Extract every line below and reproduce each one verbatim, in its original order.
-------- Record excerpts
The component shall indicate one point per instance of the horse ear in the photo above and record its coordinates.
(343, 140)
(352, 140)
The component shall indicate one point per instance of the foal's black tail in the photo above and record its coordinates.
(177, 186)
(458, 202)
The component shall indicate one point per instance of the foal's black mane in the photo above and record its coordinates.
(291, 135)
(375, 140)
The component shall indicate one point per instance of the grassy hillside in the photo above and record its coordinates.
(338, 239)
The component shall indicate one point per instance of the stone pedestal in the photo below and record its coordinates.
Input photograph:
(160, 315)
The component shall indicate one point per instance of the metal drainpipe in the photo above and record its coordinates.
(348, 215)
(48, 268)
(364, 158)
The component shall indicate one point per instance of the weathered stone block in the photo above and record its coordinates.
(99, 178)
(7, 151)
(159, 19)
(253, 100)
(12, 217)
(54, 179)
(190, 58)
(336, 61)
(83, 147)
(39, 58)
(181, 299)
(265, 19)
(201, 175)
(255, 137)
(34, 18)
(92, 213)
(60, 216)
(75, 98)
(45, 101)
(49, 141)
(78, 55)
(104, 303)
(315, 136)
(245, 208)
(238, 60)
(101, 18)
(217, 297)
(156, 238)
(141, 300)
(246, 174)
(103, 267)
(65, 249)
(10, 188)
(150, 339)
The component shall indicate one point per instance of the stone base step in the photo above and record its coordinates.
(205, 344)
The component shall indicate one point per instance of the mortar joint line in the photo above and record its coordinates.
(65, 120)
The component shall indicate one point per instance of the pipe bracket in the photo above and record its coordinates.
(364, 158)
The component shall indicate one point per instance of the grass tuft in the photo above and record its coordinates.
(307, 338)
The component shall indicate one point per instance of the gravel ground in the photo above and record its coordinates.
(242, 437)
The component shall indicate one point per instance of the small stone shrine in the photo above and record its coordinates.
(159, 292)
----------------
> Completed task
The component shall indicate one point per instance of the horse ear in the photo above and record its coordinates.
(343, 140)
(352, 140)
The component shall indicate one point per instance of the foal's black tail in the photo above and record its coordinates.
(177, 186)
(458, 202)
The component shall indicate one point per instance of the foal's black mane in the photo above and record its coordinates.
(291, 135)
(375, 140)
The component shall indicate one point per instance of the grassy hillside in the photo above and record its coordinates.
(338, 239)
The component shall indicate one point per instance of the stone pedestal in the photo below and record its coordinates.
Input photograph:
(160, 315)
The component shall indicate one point per instance of the metal drainpipe in the photo above and record its coordinates.
(348, 215)
(48, 268)
(364, 158)
The component shall indicate one point per instance of the weathered stone block in the photo above and record its coordinates.
(99, 178)
(7, 151)
(159, 19)
(253, 100)
(12, 217)
(54, 179)
(190, 58)
(336, 61)
(83, 147)
(39, 58)
(181, 299)
(265, 19)
(201, 175)
(255, 137)
(34, 18)
(92, 213)
(60, 216)
(75, 98)
(45, 101)
(49, 141)
(78, 55)
(104, 303)
(315, 136)
(245, 208)
(238, 60)
(101, 18)
(217, 297)
(156, 238)
(141, 300)
(246, 174)
(103, 267)
(65, 249)
(10, 188)
(150, 339)
The component shall indicate one point per instance of the stone base step in the photo above and record its coordinates.
(205, 344)
The component shall indicate one point per instance of the mortar joint line in the photo above and record its coordinates.
(65, 120)
The component shall indicate one point per instance of the pipe bracket in the photo above and record its coordinates.
(364, 158)
The component shall indicate one point per instance of the grass tuft in the photo above and record its coordinates.
(307, 338)
The component shall indicate one point per instance of the gravel ground in the photo above and record its coordinates.
(242, 437)
The component shall indicate one point per instance of the small stone shrine in the photo above and record its coordinates.
(159, 292)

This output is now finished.